* _SOURCE EXCERPT_:
>> Begin
Trump – Old Wine?

There’s an interesting piece on our new president, Trump Revives the Fordist-Keynesian Pact at the Spanish blogs La Torre de Marfil and Hispaniainfo.

In it the author, Gabriel Garcia, asserts that Trump is no revolutionary, explaining that he is merely attempting to re-establish the economic-political order that reigned in the US from the end of World War 2 until roughly 1973, while arguing unpersuasively that Trump’s motivation stems directly from the fact that his own businesses (casinos and hotels) require a relatively well-paid population of consumers in order to prosper.

There’s no question that Trump’s economic populism aims to recreate something like the prosperous post-war years of increasing working class incomes and stable employment. However, Mr Garcia misses the national elements at work in the Trump movement. Explicitly, Trump espouses a civic nationalism deeply at odds with the otherwise-prevailing elite globalist discourse from both left and right. Implicitly, Trump’s movement and sub-texts represent the beginnings of an identitarian/national awakening on the part of middle America.  In the current world these elements are profoundly subversive in essence even if not in form since:

– The ruling class is globalist in its basic nature; nationalism in its ethno- or even its civic form is in fundamental opposition to the logic of capitalist development.
>> End
* _DATA_:
>> Begin
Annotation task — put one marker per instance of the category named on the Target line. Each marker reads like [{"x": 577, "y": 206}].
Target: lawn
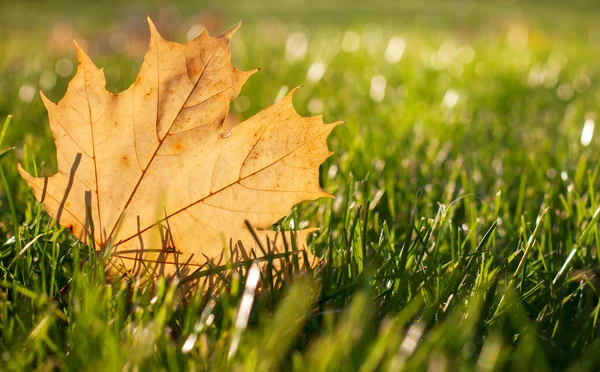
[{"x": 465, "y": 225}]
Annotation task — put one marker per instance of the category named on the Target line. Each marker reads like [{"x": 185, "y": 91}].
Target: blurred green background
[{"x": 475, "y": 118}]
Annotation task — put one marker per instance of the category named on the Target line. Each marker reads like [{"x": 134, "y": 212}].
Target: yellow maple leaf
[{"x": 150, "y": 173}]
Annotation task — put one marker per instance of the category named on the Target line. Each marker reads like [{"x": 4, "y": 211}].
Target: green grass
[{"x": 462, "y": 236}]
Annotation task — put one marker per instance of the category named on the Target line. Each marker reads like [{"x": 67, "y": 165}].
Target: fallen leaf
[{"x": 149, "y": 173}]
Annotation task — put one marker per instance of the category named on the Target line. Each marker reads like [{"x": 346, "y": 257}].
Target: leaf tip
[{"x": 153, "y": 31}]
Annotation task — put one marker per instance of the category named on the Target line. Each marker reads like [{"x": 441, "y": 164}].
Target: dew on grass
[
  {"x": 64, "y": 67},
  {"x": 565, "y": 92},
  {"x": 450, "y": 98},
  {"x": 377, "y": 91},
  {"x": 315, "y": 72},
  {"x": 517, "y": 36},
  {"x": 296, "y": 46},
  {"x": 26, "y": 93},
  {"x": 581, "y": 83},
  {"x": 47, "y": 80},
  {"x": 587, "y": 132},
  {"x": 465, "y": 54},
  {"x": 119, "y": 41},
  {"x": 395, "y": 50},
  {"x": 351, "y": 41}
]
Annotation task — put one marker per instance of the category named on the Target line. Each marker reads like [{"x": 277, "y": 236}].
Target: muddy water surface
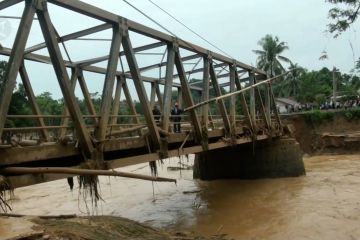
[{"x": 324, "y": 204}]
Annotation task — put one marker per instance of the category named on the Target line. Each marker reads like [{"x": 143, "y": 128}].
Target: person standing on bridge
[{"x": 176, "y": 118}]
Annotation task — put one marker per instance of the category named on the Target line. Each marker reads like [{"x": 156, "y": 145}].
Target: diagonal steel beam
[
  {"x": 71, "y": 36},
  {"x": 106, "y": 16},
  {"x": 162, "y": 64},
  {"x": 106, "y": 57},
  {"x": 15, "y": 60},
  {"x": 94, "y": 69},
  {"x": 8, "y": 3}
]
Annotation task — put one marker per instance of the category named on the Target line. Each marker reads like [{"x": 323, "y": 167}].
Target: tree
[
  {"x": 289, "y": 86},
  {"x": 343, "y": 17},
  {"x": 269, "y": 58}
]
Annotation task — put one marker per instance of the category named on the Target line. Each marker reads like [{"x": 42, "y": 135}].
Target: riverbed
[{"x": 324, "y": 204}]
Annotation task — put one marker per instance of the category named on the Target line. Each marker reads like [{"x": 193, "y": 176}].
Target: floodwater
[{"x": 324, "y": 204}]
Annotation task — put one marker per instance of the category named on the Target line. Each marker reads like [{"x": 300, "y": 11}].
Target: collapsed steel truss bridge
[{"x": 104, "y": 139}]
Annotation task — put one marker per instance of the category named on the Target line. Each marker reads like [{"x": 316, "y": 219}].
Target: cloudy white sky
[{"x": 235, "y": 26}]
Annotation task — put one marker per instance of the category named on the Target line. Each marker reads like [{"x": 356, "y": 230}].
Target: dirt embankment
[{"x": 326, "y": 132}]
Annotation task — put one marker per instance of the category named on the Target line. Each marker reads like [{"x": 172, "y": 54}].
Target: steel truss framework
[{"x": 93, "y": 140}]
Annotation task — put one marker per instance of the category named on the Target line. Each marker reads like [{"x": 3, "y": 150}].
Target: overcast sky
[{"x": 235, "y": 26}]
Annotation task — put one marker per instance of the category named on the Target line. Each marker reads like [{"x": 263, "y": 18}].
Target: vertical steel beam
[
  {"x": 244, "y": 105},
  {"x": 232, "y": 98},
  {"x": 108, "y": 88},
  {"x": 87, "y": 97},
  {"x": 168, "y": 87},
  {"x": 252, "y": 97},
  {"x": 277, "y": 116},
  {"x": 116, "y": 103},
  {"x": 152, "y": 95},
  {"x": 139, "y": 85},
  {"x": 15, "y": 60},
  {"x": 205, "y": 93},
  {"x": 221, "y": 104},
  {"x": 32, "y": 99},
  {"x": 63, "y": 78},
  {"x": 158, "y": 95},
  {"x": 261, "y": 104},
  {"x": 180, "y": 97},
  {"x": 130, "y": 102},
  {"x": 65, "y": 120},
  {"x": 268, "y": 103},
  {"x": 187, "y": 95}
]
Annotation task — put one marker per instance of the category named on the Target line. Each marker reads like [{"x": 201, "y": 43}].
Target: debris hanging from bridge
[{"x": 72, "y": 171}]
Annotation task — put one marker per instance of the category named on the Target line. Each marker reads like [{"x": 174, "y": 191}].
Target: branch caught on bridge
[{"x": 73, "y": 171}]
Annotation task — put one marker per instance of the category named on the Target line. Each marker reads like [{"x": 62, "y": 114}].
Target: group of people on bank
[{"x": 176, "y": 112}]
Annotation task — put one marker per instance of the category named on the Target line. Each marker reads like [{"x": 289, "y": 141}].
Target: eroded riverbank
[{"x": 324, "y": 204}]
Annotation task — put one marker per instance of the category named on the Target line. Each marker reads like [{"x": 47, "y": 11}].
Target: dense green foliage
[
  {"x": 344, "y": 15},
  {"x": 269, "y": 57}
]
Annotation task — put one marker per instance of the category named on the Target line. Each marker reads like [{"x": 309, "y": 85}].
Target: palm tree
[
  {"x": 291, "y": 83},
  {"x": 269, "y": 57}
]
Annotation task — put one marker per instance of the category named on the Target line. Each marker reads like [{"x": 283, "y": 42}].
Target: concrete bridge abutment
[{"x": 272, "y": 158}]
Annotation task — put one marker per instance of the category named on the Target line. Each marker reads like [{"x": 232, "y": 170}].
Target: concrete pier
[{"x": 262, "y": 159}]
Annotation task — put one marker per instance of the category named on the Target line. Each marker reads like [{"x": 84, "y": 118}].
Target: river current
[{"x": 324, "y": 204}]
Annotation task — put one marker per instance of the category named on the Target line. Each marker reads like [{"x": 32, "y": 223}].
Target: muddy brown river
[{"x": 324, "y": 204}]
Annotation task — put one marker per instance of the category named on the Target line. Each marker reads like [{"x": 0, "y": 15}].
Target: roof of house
>> End
* _THINGS TO DO_:
1. Please extract the passage of the post about Trump between "Trump – Old Wine?" and "Marfil and Hispaniainfo.", inclusive.
2. Write the next part of the post about Trump, picking up after its final sentence.
The lines aren't needed for any of this work.

* _THE RESULTS_:
1.
Trump – Old Wine?

There’s an interesting piece on our new president, Trump Revives the Fordist-Keynesian Pact at the Spanish blogs La Torre de Marfil and Hispaniainfo.

2.
– The Fordist-Keynesian form was in the interests of the ruling class at the time – now it is not.
– Trump’s nationalism, while not revolutionary on its face, calls into question the current neo-liberal system itself – like “Peace, Land and Bread” did to the existing order in 1917.
– Neo-liberal globalism includes an assault against the prosperity and even the being of middle America.
– The demonization of middle American whites as racists, homophobes, misogynists, etc works to paralyze resistance on our part, while mobilizing various minority communities as troops in the struggle against us.
– While Trump is no revolutionary himself, his refusal to accept the political limits of the dominant discourse opens the door to much more radical movements.
– As Garcia acknowledges, these revived nationalist projects are taking place in the US – the center of the globalist system – rather than in some relatively peripheral country.

None of this is to argue that we will be building barricades any time soon (or even ever) or that Trump will really attempt to push his agenda a significant distance toward its logical conclusions (although the evidence of the past couple of weeks gives one hope). Rather, he represents a least the possible opening of a new political age.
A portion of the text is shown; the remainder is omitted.